■ ASSIGNMENT ■
Within the records below is a range that opens at the line with "Target: awning" and closes at the line with "Target: debris pile". Return that range word for word, both ends included, and only that range.
Segment Start: DATASET
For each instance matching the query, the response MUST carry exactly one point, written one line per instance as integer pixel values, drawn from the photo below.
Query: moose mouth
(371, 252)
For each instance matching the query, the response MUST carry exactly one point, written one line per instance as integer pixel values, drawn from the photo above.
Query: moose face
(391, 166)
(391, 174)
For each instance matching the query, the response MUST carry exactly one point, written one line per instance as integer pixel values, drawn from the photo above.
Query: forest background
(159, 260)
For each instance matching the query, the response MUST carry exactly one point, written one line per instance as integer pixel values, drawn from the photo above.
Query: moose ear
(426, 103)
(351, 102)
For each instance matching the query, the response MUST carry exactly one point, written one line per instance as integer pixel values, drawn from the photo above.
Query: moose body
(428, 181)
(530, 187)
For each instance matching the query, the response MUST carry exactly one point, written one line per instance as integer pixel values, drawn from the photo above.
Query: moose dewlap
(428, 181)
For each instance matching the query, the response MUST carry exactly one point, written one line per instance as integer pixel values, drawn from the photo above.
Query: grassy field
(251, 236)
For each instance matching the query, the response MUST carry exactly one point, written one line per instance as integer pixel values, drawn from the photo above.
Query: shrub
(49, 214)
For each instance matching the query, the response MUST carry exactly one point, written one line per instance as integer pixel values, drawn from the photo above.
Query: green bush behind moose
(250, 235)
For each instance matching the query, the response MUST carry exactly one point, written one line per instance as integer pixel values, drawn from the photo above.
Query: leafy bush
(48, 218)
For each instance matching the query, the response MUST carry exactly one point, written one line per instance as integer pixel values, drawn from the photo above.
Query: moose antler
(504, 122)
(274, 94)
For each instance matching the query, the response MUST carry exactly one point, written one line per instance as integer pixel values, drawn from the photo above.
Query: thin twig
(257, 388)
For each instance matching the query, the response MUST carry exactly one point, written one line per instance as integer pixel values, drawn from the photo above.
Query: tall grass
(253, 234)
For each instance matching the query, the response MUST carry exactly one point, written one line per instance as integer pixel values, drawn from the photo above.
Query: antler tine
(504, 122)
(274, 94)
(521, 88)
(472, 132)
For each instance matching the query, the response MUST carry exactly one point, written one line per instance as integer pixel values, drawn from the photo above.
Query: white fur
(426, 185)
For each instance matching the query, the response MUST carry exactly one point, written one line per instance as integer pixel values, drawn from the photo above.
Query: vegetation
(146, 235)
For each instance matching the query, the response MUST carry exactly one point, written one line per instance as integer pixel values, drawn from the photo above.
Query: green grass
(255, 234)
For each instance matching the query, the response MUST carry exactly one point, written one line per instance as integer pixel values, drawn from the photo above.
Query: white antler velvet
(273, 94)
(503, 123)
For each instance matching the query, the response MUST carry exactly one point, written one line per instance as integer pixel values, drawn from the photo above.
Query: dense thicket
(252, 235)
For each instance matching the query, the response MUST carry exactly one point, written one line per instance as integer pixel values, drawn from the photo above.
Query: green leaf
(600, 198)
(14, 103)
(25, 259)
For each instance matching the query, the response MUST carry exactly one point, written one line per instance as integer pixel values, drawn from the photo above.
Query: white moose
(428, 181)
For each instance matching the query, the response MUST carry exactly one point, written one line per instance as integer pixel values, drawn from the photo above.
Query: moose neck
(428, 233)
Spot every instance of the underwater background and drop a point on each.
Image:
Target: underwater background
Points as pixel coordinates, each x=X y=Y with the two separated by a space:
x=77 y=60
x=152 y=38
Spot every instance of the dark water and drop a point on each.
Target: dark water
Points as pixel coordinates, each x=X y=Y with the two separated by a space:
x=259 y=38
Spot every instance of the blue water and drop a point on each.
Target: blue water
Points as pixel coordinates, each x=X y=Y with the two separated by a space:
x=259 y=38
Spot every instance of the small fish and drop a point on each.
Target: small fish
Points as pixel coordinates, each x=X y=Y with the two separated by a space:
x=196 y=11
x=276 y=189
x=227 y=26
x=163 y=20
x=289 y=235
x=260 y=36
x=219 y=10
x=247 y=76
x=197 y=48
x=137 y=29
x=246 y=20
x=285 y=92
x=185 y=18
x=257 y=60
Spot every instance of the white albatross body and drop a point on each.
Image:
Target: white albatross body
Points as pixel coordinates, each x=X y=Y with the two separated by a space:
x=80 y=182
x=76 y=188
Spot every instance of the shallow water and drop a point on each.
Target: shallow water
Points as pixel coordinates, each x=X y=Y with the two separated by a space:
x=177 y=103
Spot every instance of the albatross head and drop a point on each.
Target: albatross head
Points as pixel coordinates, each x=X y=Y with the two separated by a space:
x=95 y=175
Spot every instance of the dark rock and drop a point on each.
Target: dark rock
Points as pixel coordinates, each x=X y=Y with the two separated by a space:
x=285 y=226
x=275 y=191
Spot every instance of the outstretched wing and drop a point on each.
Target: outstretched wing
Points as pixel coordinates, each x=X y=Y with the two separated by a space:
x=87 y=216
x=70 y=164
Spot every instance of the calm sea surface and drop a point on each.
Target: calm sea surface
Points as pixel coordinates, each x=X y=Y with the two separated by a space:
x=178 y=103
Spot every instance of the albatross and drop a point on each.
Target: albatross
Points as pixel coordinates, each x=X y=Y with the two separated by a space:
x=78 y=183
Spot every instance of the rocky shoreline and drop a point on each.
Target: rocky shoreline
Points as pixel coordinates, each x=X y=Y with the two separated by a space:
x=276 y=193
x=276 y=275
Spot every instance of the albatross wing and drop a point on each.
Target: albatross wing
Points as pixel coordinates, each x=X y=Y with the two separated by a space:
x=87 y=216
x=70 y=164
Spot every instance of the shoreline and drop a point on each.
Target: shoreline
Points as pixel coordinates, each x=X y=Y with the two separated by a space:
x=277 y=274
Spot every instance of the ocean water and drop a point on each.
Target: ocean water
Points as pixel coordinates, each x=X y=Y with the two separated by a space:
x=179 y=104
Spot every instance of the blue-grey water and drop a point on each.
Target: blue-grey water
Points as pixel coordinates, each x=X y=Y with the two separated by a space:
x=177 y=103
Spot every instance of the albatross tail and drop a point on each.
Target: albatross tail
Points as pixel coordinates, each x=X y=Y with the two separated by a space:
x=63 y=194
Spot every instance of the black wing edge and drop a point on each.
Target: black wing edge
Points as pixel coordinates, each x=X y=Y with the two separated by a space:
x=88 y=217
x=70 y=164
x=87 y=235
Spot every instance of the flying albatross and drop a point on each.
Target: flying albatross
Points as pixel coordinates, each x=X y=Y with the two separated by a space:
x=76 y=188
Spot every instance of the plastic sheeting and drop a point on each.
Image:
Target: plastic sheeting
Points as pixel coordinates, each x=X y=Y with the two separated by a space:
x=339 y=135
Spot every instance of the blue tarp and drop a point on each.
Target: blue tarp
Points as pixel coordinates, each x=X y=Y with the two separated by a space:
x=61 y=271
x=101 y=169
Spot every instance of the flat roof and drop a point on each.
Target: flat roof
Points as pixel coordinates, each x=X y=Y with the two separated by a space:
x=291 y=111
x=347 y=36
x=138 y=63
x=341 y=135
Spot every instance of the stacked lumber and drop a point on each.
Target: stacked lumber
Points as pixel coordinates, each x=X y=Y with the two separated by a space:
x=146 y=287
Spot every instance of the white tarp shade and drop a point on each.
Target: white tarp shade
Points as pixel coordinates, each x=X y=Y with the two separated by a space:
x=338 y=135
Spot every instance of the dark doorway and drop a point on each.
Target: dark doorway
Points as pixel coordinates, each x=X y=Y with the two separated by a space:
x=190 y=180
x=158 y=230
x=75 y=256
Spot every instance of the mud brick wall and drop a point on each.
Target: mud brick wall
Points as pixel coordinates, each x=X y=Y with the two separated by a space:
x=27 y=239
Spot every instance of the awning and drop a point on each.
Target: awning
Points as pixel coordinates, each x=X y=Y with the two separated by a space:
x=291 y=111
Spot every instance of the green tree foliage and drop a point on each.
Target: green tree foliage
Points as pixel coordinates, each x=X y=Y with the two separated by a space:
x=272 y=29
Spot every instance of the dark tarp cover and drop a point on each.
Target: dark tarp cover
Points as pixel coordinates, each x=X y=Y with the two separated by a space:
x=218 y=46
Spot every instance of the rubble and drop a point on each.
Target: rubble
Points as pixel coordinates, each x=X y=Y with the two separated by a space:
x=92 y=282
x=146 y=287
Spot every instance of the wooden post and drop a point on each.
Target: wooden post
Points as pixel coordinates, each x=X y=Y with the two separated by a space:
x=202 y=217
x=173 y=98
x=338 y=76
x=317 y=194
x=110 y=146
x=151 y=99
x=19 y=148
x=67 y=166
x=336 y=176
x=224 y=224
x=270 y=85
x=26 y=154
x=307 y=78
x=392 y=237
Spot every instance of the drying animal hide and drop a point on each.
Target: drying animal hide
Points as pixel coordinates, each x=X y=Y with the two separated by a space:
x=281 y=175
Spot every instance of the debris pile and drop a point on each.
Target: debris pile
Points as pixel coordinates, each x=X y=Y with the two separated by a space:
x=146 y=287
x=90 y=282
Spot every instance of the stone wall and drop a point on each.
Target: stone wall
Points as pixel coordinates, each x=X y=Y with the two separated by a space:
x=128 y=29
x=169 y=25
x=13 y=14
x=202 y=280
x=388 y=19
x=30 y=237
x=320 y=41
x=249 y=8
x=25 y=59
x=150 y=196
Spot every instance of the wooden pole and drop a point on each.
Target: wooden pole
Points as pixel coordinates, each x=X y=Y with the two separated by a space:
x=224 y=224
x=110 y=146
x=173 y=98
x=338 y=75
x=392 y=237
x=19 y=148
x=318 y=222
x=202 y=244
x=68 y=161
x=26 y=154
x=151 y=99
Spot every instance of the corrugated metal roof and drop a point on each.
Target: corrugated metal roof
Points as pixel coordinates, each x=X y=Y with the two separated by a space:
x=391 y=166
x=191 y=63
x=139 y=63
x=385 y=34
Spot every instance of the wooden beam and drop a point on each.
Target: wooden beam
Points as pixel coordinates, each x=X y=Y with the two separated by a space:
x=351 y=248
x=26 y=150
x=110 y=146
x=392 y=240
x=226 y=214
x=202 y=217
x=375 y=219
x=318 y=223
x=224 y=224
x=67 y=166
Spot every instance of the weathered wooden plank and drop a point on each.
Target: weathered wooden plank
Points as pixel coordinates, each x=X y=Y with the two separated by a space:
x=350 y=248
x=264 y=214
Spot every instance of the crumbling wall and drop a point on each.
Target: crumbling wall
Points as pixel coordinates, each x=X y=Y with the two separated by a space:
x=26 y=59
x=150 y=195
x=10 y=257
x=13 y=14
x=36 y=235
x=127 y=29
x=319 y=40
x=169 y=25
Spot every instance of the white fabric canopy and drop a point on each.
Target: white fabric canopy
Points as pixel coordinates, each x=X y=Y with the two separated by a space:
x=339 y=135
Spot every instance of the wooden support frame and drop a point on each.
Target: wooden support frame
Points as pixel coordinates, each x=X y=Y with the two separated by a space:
Segment End: DATASET
■ ANSWER SPACE ■
Target: awning
Points as pixel coordinates, each x=X y=Y with the two separated by a space:
x=291 y=111
Spot every instance of the green tree foliage and drop a point on each.
Target: green tree foliage
Points as pixel coordinates, each x=X y=Y with the two separated by a space:
x=272 y=29
Spot every instance of the dark tarp cover and drop a point on each.
Target: dark tarp cover
Points as pixel coordinates, each x=X y=Y with the two separated by a space:
x=218 y=46
Spot every instance of the rubble and drop a point on each.
Target: rubble
Points as pixel coordinates, each x=X y=Y with the two separated by a space:
x=92 y=282
x=146 y=287
Spot every instance of the wooden post and drop a point on each.
Target: wooden post
Points as pixel coordinates, each x=X y=Y with the two separated by a space:
x=202 y=217
x=173 y=98
x=338 y=76
x=317 y=194
x=110 y=146
x=151 y=99
x=19 y=148
x=67 y=166
x=336 y=176
x=224 y=224
x=270 y=85
x=26 y=154
x=307 y=78
x=392 y=237
Spot every instance of the drying animal hide and drop a point on each.
Target: drying animal hide
Points as pixel coordinates, each x=X y=Y with the two separated by a space:
x=281 y=175
Spot every instance of the debris pile and drop a point on each.
Target: debris pile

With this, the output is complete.